◆ Problem to work on ◆
Reproduce only the lines that run from the line with "In this exercise you will find the ivy-covered" to the last line of the material, both ends included, exactly as they appear.

◆ Records provided ◆
■ ■ ■ ■ ■
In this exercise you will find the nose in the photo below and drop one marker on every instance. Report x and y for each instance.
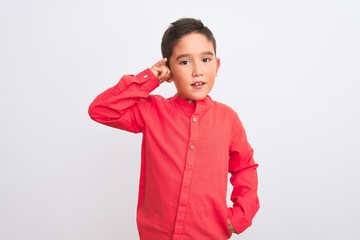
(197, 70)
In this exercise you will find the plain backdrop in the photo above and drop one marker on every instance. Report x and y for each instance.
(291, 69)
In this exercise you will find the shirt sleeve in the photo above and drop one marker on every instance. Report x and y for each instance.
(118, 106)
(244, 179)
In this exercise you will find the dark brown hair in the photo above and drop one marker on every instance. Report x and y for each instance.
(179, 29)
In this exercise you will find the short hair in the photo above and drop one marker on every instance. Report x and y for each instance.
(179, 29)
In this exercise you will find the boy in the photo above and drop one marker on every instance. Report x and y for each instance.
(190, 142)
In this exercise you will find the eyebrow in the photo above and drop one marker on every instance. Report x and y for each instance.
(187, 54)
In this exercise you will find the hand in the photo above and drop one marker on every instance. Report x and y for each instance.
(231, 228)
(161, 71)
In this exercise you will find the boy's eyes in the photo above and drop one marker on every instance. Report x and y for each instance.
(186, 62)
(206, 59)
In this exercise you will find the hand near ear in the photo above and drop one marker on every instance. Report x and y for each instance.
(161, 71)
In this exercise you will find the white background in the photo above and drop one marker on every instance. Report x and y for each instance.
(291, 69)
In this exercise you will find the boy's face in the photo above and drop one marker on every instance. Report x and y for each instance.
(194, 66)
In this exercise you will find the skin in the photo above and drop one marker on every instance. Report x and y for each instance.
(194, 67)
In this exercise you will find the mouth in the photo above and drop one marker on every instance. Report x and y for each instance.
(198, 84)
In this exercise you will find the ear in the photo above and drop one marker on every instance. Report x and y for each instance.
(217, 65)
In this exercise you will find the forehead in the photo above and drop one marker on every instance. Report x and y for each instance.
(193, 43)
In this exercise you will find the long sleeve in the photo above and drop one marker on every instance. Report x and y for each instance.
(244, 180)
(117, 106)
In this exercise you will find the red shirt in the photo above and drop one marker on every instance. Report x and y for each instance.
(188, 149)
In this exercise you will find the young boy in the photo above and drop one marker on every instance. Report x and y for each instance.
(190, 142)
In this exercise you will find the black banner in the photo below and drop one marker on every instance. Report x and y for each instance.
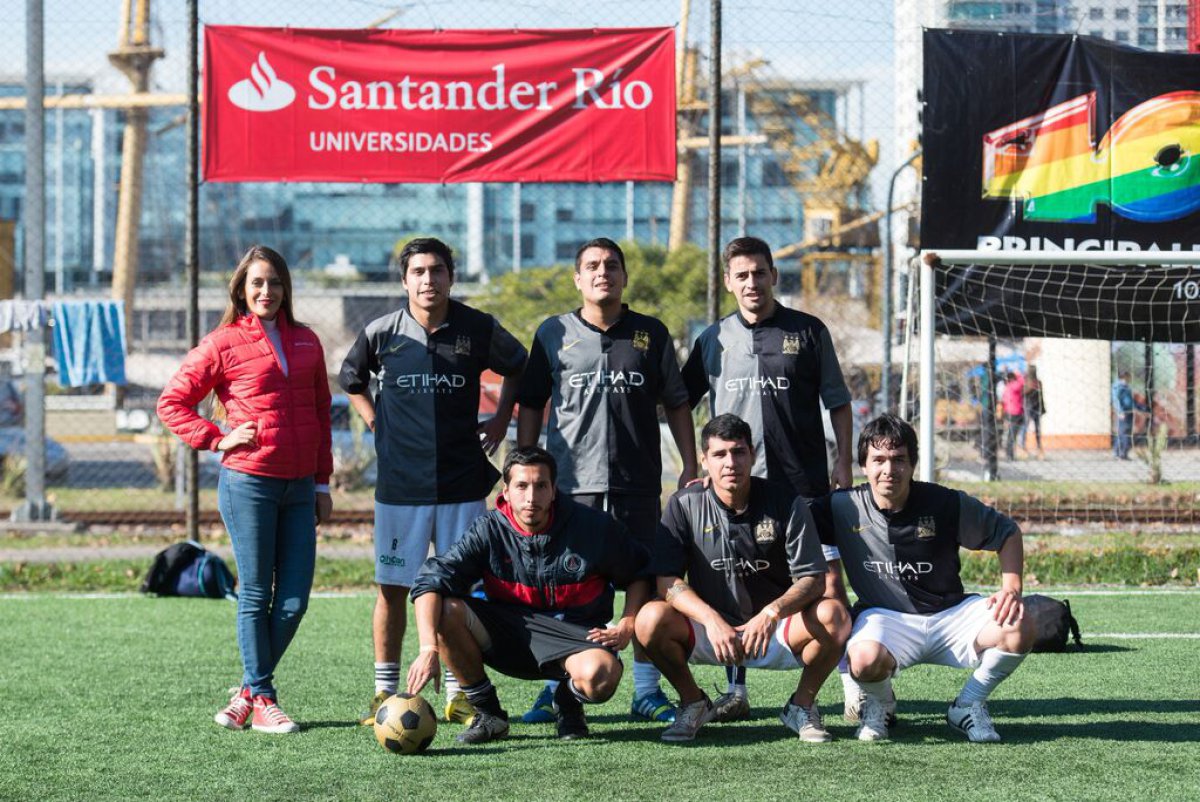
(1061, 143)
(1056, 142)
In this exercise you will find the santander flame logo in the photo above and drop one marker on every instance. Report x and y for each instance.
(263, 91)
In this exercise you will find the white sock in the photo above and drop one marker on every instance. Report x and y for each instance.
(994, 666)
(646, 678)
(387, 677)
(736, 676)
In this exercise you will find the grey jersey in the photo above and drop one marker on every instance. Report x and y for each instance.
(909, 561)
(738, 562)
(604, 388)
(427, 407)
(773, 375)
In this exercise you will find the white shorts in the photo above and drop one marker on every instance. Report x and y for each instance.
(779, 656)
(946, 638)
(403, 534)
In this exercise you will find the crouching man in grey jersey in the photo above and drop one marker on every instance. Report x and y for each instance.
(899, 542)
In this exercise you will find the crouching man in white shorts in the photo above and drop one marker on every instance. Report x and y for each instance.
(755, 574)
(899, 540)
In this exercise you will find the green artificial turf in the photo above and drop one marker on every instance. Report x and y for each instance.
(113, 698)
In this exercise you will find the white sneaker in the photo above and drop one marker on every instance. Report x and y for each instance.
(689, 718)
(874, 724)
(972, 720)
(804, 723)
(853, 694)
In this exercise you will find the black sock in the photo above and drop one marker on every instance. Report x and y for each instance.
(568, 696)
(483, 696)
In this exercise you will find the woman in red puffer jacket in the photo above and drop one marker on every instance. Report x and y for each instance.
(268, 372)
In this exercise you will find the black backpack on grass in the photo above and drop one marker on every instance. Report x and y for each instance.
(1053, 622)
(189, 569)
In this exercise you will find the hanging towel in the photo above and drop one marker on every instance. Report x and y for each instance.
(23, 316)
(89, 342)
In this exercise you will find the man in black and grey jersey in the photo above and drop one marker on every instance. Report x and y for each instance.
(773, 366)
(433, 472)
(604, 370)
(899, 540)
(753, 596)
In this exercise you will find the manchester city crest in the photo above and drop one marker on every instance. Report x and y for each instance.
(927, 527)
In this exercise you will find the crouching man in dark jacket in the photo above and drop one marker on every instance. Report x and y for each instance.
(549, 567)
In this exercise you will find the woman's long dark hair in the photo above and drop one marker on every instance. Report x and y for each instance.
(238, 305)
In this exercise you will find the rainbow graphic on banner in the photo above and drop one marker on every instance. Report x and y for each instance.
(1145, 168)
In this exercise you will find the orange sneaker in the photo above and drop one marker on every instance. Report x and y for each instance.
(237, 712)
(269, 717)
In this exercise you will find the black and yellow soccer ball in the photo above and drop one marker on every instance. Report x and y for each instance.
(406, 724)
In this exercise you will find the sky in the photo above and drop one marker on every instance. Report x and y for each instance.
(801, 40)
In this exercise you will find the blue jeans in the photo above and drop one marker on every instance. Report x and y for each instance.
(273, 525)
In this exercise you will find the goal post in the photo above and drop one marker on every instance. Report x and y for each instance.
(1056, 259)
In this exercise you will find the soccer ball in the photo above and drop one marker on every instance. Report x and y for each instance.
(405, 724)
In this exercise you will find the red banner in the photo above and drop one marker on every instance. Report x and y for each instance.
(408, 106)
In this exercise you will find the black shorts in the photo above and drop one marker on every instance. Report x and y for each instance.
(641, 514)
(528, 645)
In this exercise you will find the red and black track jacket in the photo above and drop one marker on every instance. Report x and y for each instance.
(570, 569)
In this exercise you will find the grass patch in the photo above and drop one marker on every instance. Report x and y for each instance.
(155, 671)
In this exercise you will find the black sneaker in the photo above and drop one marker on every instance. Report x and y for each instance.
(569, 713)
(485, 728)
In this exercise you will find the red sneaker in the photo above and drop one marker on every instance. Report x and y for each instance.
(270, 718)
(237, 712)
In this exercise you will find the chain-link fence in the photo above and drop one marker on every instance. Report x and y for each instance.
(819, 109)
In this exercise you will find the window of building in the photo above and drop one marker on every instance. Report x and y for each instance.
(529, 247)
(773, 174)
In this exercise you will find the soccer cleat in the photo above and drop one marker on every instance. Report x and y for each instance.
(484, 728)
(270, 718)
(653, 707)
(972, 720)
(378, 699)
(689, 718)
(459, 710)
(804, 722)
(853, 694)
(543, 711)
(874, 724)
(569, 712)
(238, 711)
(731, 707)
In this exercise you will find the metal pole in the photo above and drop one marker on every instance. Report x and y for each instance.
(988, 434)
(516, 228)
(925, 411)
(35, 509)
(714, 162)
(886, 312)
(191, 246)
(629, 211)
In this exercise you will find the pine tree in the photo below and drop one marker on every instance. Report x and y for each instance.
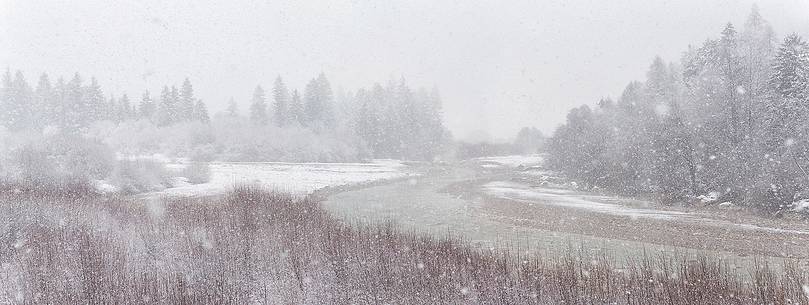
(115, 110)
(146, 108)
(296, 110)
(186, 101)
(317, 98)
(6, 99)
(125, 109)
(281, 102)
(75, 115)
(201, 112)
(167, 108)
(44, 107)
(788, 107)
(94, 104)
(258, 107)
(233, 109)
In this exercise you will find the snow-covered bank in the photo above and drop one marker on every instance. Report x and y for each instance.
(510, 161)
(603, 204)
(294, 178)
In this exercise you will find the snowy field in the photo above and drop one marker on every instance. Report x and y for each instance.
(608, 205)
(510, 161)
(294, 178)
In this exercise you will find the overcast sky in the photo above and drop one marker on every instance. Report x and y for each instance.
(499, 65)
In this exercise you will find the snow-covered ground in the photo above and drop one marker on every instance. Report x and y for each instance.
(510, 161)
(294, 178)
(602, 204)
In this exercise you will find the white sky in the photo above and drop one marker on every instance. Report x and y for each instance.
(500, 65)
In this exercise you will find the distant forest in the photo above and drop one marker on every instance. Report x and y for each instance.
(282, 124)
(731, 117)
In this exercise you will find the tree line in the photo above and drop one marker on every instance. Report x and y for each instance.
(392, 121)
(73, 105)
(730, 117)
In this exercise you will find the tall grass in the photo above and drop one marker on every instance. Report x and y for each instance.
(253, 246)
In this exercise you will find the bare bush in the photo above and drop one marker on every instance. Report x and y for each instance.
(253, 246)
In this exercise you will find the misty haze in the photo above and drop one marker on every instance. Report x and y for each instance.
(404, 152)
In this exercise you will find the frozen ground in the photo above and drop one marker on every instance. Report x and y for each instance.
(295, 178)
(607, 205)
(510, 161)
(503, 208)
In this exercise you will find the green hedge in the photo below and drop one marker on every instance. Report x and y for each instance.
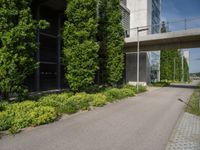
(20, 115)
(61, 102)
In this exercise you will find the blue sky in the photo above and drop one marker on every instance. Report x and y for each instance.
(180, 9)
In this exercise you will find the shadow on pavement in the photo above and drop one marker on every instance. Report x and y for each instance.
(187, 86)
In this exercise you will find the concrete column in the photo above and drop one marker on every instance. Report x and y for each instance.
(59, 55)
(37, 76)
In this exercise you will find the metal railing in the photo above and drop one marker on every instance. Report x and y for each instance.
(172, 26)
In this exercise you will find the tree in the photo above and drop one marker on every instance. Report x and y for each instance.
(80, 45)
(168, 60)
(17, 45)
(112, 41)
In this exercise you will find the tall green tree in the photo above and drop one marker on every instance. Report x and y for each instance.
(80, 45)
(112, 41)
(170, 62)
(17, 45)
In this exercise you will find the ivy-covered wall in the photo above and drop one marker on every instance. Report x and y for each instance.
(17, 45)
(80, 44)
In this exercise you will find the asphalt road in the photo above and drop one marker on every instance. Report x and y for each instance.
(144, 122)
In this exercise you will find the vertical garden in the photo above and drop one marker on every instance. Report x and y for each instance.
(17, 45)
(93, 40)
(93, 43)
■ ■ ■ ■ ■
◆ Solution to this problem ◆
In this exercise you will find the ivy-covered wall in the photo above and drop one marker on every instance. Report x and y for each instance.
(17, 45)
(80, 44)
In this exercise you will find the asphalt road in the photo above and drop one marker on every instance. Report x and y for each instance.
(144, 122)
In this exercise you will find the vertical garden in the photo above and drop one marker on every instance. Report x and y for each instance.
(17, 45)
(93, 40)
(93, 43)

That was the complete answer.